◆ Exercise objective ◆
Although the records contain pictures, only their text should be repeated, exactly as it stands.

Data items

:::::

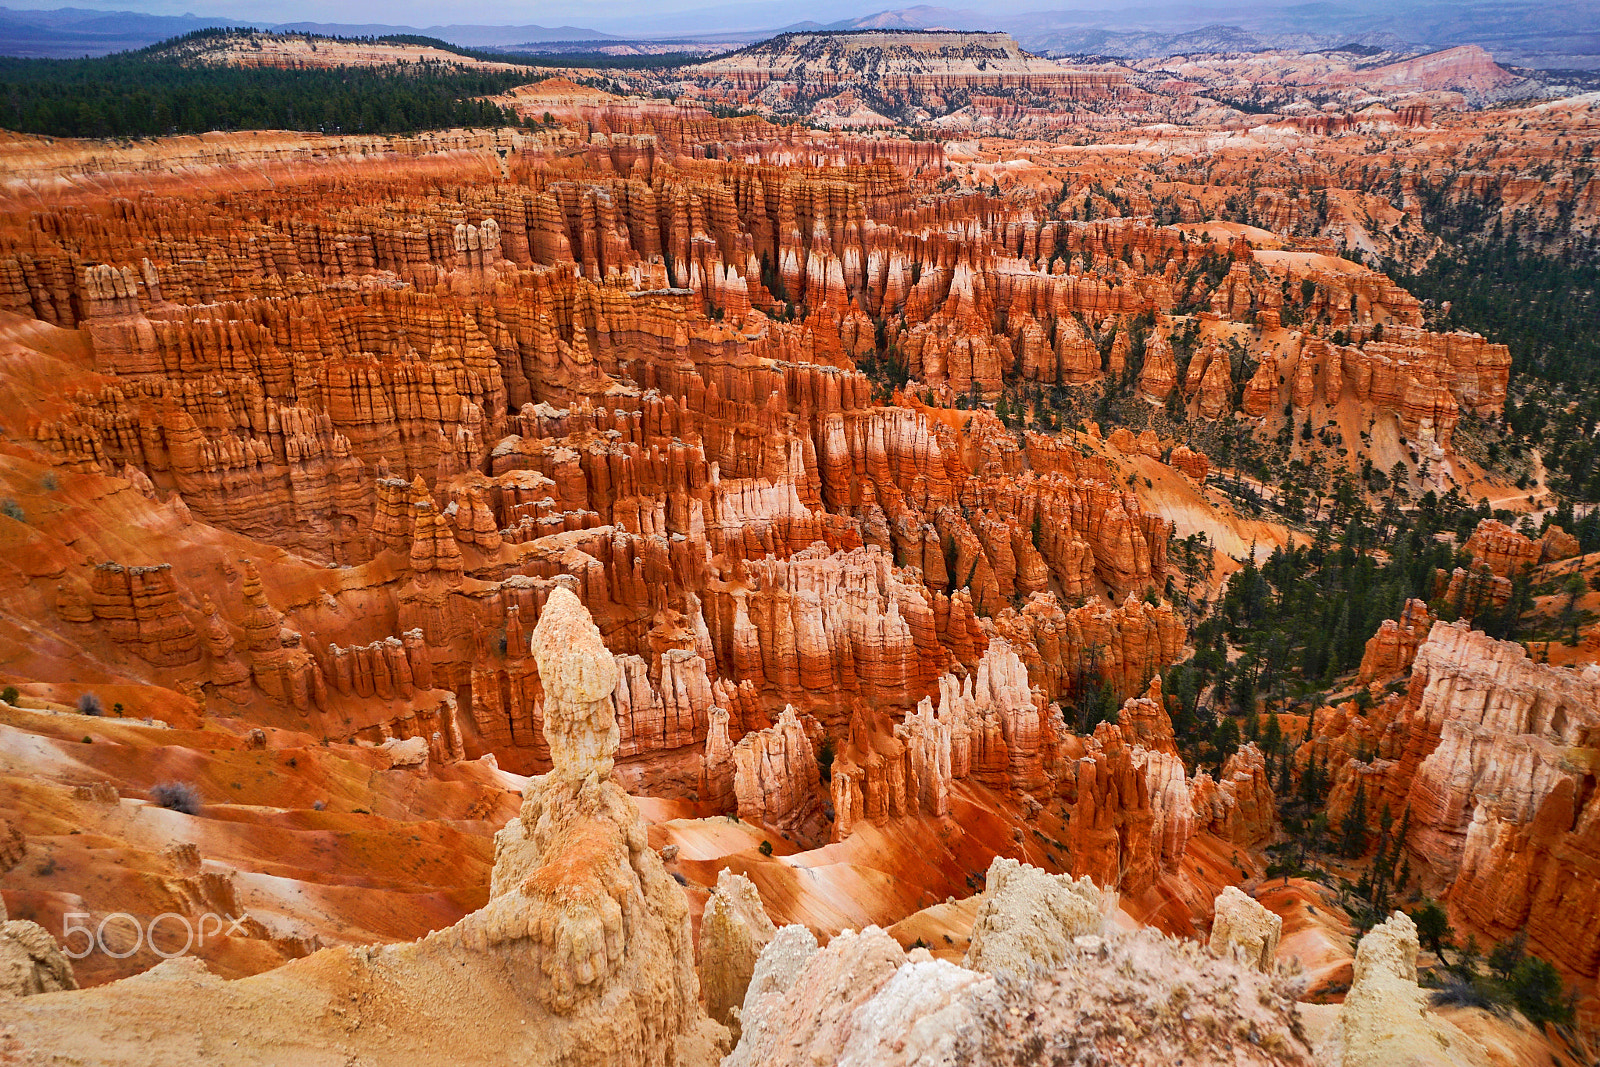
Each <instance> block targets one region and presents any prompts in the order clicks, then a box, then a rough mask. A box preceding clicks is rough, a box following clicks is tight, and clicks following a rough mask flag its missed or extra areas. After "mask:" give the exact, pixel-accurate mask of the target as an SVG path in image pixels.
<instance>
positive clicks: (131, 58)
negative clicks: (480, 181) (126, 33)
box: [0, 30, 528, 138]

:::::

◆ Solution for this task ◆
Each <instance> block targets one region and presents any prompts in the order clicks, then a box, then a rough mask. A box preceding clicks is rough, a box following clicks is tight, and clicks following a rough mask flag its missed or extra areas. After "mask:" give the exact, pixel-accurate mask of the target as an SVG path in image pixels.
<instance>
positive clicks: (131, 58)
negative clicks: (480, 181) (126, 33)
box: [0, 30, 528, 138]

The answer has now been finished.